**Your goal:** Every line from the line containing "Teacher note: have the class pick out the license" through the final line below is to be repeated exactly; no other line is.

* * *

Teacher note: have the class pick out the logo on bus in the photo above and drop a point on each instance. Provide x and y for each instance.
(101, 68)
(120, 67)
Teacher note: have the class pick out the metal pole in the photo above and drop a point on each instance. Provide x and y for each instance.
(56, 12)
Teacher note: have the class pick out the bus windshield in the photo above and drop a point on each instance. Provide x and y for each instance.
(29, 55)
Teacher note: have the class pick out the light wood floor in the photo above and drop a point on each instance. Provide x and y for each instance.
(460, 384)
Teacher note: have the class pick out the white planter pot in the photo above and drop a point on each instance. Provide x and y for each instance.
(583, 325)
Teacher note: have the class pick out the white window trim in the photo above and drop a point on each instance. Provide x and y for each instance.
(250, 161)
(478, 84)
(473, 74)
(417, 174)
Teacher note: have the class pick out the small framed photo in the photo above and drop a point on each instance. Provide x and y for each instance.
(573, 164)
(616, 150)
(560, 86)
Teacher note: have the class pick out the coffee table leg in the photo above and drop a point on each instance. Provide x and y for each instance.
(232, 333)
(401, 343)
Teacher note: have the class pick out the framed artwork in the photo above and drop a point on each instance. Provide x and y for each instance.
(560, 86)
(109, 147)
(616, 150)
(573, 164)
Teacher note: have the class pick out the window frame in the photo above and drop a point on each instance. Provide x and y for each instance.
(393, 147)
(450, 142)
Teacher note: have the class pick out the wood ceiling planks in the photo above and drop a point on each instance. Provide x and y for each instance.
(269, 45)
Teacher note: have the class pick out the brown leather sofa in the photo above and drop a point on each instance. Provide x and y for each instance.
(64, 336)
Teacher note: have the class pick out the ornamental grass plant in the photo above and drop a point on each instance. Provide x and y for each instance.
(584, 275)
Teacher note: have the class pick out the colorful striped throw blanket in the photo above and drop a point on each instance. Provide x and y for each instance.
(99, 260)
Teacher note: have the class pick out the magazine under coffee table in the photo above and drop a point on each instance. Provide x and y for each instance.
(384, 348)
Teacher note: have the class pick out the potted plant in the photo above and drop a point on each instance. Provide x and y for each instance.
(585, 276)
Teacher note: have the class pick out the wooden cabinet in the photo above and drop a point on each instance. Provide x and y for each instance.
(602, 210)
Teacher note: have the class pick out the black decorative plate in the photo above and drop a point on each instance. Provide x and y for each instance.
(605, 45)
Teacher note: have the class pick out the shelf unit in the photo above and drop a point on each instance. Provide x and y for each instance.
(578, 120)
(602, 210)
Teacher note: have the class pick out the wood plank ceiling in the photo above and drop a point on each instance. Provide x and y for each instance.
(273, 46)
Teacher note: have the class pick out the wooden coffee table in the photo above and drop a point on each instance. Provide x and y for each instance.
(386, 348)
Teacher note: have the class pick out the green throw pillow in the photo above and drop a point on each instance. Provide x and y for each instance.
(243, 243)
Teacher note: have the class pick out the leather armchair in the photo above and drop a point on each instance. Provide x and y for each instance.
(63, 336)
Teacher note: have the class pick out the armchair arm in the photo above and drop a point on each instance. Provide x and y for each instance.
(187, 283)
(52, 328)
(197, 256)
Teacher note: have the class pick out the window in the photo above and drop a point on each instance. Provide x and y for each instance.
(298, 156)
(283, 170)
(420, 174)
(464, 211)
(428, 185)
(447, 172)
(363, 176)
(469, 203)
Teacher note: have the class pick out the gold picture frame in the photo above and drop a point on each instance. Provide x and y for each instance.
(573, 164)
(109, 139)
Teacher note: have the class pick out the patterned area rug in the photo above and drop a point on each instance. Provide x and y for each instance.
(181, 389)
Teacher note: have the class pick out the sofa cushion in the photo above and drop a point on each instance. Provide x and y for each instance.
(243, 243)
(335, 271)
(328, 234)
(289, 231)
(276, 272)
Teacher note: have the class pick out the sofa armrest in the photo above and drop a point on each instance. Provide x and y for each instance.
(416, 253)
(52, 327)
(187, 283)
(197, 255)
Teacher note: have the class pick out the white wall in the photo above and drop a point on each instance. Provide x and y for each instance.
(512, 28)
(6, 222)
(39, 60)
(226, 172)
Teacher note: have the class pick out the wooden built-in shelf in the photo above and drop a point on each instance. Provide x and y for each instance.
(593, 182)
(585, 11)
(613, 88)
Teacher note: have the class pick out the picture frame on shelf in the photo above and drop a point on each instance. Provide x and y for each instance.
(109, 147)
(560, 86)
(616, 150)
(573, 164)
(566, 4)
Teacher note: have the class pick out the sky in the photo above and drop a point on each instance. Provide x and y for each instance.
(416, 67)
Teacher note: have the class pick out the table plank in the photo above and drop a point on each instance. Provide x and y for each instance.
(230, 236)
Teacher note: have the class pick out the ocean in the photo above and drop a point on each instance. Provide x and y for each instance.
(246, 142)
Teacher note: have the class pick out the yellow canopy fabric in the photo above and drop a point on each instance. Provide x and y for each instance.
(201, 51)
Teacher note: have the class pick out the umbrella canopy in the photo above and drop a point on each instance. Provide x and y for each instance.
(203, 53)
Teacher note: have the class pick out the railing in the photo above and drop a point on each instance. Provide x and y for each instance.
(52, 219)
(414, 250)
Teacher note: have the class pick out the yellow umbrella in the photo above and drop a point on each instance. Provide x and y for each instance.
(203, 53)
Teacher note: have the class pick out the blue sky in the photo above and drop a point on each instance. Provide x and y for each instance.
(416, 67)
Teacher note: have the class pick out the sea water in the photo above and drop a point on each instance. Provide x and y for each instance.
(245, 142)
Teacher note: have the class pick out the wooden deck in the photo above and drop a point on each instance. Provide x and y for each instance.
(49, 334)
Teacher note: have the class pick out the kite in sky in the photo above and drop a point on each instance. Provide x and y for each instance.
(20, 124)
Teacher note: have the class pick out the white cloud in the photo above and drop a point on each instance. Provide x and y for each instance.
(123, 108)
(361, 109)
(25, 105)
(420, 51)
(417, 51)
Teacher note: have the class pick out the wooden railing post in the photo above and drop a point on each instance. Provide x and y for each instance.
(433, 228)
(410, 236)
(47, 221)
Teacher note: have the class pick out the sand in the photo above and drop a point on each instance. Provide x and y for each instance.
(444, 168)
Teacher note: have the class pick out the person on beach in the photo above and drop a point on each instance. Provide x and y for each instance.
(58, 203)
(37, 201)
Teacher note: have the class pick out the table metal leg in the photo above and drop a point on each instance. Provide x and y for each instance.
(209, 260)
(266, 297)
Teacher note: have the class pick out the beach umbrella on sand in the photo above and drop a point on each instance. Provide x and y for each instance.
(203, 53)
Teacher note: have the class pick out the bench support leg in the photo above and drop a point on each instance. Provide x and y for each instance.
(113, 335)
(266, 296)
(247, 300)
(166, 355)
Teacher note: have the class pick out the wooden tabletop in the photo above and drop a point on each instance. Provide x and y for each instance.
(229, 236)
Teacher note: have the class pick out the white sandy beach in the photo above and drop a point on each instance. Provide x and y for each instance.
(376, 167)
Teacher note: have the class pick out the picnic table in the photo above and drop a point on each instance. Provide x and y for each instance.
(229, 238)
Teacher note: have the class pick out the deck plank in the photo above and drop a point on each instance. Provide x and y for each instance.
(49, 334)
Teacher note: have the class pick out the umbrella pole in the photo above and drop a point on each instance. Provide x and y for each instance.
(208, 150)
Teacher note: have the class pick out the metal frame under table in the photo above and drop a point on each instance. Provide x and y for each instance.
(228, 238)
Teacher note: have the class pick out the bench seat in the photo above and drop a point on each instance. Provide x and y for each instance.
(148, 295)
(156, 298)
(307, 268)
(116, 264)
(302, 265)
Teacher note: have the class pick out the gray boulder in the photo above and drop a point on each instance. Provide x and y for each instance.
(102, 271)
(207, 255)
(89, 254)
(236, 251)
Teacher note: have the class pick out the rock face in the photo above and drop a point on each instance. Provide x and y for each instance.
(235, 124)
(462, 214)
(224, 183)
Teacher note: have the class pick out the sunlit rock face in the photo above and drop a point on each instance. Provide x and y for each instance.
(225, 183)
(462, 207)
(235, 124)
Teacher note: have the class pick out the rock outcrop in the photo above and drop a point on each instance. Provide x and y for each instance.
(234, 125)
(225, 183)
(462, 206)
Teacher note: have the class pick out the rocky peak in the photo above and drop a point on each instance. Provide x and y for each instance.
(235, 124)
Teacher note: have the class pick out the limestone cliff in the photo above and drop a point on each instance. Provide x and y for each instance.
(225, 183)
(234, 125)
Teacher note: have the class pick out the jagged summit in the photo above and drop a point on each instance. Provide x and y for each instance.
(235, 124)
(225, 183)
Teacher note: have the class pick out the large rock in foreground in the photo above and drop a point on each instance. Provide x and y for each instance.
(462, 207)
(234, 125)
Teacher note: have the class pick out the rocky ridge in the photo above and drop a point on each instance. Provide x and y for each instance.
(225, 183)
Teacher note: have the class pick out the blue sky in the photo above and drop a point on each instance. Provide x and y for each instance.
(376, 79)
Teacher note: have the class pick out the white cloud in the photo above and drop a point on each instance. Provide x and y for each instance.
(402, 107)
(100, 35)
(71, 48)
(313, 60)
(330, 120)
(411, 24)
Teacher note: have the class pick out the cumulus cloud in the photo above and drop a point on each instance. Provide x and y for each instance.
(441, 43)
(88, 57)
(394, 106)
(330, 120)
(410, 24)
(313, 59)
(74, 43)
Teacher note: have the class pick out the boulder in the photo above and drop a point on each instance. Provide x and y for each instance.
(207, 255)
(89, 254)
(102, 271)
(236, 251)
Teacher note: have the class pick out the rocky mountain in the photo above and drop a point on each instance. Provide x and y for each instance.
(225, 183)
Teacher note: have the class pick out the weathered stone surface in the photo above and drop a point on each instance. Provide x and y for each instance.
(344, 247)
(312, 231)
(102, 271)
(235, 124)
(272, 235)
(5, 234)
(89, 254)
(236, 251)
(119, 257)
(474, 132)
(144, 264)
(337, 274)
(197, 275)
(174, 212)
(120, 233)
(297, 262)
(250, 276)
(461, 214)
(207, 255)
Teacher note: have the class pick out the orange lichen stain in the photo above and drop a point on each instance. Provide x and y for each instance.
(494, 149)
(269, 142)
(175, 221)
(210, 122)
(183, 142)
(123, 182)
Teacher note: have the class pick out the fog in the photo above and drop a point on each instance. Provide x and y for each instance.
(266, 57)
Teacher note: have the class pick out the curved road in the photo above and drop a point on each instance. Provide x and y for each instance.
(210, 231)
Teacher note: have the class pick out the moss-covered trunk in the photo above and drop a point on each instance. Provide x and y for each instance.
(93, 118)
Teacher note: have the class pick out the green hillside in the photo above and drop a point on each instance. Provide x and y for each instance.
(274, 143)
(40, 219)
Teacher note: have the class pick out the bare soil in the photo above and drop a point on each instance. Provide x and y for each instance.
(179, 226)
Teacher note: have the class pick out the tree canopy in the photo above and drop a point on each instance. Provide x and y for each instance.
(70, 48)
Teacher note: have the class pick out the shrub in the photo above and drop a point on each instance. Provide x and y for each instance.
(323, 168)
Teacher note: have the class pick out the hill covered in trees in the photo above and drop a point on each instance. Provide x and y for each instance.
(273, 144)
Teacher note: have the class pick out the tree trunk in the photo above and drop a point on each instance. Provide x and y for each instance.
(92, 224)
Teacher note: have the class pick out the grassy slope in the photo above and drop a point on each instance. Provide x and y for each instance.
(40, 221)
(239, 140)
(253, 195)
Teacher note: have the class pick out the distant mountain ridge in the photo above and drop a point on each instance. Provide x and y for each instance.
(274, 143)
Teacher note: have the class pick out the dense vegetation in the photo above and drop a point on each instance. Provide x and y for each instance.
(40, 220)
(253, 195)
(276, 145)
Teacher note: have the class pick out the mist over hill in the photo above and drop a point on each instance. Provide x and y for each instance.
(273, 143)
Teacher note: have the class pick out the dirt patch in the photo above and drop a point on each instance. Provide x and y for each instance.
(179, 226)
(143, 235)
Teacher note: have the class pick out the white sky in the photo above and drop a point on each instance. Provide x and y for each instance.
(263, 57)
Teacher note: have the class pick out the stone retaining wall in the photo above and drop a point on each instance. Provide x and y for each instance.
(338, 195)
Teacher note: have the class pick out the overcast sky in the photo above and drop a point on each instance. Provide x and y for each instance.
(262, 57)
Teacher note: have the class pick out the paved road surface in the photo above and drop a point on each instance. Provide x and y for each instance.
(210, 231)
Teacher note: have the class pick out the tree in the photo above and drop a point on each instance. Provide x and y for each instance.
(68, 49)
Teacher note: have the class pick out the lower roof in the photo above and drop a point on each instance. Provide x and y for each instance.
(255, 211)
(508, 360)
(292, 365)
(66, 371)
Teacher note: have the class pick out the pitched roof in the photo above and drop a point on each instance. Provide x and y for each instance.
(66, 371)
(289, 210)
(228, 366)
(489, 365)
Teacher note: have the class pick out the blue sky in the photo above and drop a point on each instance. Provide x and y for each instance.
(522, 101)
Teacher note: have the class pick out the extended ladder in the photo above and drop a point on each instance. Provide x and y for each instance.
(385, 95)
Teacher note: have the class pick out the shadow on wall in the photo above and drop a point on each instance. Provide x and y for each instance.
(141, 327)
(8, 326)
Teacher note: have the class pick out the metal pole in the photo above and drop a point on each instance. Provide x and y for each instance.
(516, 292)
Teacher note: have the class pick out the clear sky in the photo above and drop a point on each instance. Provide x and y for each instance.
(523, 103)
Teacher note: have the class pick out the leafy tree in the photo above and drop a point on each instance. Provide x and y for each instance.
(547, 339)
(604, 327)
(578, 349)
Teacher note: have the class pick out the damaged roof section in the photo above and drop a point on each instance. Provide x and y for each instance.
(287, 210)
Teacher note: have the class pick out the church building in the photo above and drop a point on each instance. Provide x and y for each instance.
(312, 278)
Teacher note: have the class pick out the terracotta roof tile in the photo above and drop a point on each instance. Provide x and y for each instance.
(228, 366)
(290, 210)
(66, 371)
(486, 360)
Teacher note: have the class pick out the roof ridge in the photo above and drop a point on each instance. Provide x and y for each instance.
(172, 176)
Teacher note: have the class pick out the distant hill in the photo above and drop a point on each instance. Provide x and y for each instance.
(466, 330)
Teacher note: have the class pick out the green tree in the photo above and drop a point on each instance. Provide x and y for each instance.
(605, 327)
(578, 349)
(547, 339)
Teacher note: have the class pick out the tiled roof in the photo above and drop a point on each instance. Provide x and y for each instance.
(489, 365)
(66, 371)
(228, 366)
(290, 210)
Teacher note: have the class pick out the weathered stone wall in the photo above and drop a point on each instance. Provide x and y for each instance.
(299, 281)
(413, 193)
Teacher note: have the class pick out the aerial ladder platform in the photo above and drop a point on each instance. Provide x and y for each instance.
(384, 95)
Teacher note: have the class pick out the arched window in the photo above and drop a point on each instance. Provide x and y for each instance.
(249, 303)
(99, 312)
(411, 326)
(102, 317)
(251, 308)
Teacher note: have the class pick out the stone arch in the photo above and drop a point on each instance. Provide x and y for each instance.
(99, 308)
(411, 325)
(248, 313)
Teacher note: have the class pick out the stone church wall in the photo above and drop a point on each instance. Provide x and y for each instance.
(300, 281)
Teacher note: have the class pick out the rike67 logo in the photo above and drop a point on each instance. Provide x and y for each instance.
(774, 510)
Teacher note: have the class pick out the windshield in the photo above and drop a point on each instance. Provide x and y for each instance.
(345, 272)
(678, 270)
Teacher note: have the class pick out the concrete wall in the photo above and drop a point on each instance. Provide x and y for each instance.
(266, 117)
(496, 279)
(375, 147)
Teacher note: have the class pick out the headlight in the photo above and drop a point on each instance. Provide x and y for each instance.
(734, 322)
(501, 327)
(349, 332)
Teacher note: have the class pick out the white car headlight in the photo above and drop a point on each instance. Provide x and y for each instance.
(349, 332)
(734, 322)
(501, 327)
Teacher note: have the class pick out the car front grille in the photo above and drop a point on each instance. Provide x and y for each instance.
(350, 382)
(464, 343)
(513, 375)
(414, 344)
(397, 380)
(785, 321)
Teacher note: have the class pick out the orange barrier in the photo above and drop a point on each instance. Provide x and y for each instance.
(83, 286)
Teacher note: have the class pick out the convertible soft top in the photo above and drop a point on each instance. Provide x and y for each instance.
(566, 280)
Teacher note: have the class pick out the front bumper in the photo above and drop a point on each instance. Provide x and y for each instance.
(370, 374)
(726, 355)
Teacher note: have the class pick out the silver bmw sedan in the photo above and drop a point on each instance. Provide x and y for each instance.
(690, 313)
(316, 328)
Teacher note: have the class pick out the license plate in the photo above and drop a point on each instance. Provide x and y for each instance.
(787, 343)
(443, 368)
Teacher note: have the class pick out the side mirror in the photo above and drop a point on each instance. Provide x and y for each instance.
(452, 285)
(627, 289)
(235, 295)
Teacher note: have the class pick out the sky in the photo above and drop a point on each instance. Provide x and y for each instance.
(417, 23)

* * *

**Reply to the exercise:**
Teacher note: have the class pick out the license plate in the photo above and drop a point on each instance. Provide x and y for each instance.
(787, 343)
(443, 368)
Teacher note: have the class pick out the side mirror in the photo above and drop a point on each instance. Provide x and y for each instance.
(452, 285)
(627, 289)
(235, 295)
Teacher note: have the class pick out the sky in the photo above and drop a point on each instance. Provide x and y for each instance.
(417, 23)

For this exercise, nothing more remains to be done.